- [GIVEN REQUEST]
Copy down all of the data underneath, exactly as shown.

- [RECORDED INFORMATION]
-=-=-=-=-

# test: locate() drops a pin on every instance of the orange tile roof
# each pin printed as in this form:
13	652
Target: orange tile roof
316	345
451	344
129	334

-=-=-=-=-

- [OUTPUT OF THE TASK]
# test: locate() drops a pin on every instance of the orange tile roof
# each pin printed as in this form:
13	652
Target: orange tile roof
316	345
451	344
129	334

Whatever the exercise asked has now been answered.